Desafio 1:
Copia os registos sem mudar nada, desde a linha que contém "hill and produce bounding box coordinates for each." até ao fim dos registos.

Texto apresentado:

Por outro lado, a ocorrência e a frequência de grandes eventos climatéricos,conduzirão, muito provavelmente, à escassez de solo e água e, portanto, à mercantilização do espaço e à introdução de cargas desproporcionadas de ocupação e utilização de recursos escassos, sobretudo, se a regulação e a auditoria públicas primarem pela ausência. Acresce que a conjugação destas ocorrências com o oportunismo comercial e a irresponsabilidade socioambiental de promotores recém-chegados ao mercado não deixa prever nada de bom.Basta pensar na região do Algarve e nos conflitos de interesse entre os diferentes usos da água.

Como facilmente se imagina, em redor de medidas de emergência climática, de medidas de conversão agroecológica e de medidas de economia circular, para citar apenas estas áreas, criam-se novos interesses e movimentos sociais, inorgânicos numa primeira fase, mas muito sensíveis aos valores relativos ao ordenamento do território, à conservação do património natural e cultural, à redução das várias pegadas ecológicas, à acessibilidade e ao uso múltiplo do espaço rural.

Mais tarde ou mais cedo estes novos movimentos sociais irão entrar em rota de colisão com o bullying imobiliário e a turistificação que ocupam manchas importantes do nosso espaço fundiário. Em pano de fundo, a recomposição do mundo rural português e a constituição de grupos e modelos de negócio que são, cada vez mais, estranhos à tradicional envolvente local. É a 2ª ruralidade que chega.

 

Notas Finais

Seja qual for a evolução do capitalismo verde e do universo rural e periurbano continuarão a aflorar as pequenas economias de proximidade herdeiras do velho modelo tradicional e oscilando entre a subsistência, a informalidade e a capilaridade das pequenas redes locais, mercados e circuitos curtos.

Agora que se fala tanto em emergência climática e redução das pegadas ecológica, energética, hídrica e carbónica, a questão mais pertinente nesta altura é, mesmo, a de saber se é ainda possível conceber e implementar “redes locais de abastecimento agroalimentar” como parte de um programa de agroecologia e economia circular, uma espécie de “contrato social climático” para redes de vilas e cidades de todas as dimensões.

De facto, o que quero sublinhar é que a ação climática, o programa agroecológico e a economia circular podem ser uma excelente janela de oportunidade para os territórios de baixa densidade e, nessa exata medida, um campo experimental muito interessante para as redes e plataformas colaborativas da economia local. A mudança que se avizinha e anuncia é conhecimento-intensiva e não está ao alcance dos modos tradicionais de administração da clássica propriedade agrorural.

Dados fornecidos:

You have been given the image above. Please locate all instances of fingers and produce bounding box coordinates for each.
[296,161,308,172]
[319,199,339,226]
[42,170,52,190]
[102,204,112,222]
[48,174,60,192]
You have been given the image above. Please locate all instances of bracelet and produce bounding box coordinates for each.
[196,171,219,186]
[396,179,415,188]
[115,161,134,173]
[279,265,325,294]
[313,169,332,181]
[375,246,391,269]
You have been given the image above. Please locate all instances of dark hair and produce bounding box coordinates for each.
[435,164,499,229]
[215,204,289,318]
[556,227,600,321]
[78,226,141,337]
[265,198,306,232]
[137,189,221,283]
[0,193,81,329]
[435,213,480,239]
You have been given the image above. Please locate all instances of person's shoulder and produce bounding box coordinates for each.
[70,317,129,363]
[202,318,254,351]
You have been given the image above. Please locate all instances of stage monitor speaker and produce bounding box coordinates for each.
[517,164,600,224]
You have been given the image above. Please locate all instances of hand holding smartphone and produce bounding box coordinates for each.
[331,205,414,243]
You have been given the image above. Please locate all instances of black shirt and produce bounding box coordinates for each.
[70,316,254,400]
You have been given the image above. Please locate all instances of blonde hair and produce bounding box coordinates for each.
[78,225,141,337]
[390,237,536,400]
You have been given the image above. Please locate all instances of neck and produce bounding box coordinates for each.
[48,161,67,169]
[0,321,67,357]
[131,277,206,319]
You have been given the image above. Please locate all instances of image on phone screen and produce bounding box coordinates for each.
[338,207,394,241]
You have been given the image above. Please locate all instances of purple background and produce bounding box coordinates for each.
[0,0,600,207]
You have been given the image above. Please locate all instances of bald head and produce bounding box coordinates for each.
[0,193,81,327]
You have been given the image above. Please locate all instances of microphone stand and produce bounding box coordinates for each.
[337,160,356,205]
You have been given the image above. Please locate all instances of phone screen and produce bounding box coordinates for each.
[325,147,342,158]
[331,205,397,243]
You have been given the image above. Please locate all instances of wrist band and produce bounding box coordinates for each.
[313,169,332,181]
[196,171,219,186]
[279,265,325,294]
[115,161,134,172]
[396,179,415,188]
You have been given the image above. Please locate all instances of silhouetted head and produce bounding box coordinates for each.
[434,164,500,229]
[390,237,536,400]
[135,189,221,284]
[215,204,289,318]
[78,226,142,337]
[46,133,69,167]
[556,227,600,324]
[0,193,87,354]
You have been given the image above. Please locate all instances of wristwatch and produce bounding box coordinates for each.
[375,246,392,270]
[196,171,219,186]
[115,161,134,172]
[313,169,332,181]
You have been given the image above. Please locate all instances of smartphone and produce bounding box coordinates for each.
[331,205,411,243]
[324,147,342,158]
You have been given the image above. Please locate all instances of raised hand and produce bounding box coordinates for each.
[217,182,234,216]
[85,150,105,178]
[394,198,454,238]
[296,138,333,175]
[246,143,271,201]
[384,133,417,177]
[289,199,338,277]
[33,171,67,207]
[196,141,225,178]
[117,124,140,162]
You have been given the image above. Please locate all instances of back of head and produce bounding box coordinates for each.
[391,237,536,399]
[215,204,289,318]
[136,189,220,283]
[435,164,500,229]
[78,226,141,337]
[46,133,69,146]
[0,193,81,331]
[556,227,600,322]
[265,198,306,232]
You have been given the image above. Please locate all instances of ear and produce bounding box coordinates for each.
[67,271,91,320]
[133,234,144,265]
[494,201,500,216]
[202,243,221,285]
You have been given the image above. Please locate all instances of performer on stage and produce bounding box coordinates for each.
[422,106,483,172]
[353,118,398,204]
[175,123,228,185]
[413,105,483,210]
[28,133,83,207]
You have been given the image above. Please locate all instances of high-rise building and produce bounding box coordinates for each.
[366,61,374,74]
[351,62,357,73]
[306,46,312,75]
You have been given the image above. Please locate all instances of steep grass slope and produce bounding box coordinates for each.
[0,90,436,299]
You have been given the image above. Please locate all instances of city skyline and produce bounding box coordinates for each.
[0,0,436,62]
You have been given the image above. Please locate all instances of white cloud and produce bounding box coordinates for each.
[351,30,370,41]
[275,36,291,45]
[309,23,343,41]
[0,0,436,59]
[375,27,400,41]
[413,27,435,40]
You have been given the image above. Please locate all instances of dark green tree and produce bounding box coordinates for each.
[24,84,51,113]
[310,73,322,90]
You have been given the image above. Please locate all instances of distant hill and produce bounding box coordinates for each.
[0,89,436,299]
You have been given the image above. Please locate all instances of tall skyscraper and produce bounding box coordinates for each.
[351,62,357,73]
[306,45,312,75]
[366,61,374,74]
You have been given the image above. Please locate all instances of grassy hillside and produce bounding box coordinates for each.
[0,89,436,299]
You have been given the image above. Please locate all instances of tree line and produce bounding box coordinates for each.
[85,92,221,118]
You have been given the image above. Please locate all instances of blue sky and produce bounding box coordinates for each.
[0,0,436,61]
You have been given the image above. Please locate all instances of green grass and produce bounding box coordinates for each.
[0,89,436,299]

Desafio 2:
No texto sobre o mundo rural, que região serve de exemplo para os conflitos de interesse entre os diferentes usos da água?

Resposta 1:
You have been given the image above. Please locate all instances of distant hill and produce bounding box coordinates for each.
[0,89,436,299]
You have been given the image above. Please locate all instances of tall skyscraper and produce bounding box coordinates for each.
[351,62,357,73]
[306,45,312,75]
[366,61,374,74]
You have been given the image above. Please locate all instances of grassy hillside and produce bounding box coordinates for each.
[0,89,436,299]
You have been given the image above. Please locate all instances of tree line and produce bounding box coordinates for each.
[85,92,221,118]
You have been given the image above. Please locate all instances of blue sky and produce bounding box coordinates for each.
[0,0,436,61]
You have been given the image above. Please locate all instances of green grass and produce bounding box coordinates for each.
[0,89,436,299]

Resposta 2:
A região do Algarve.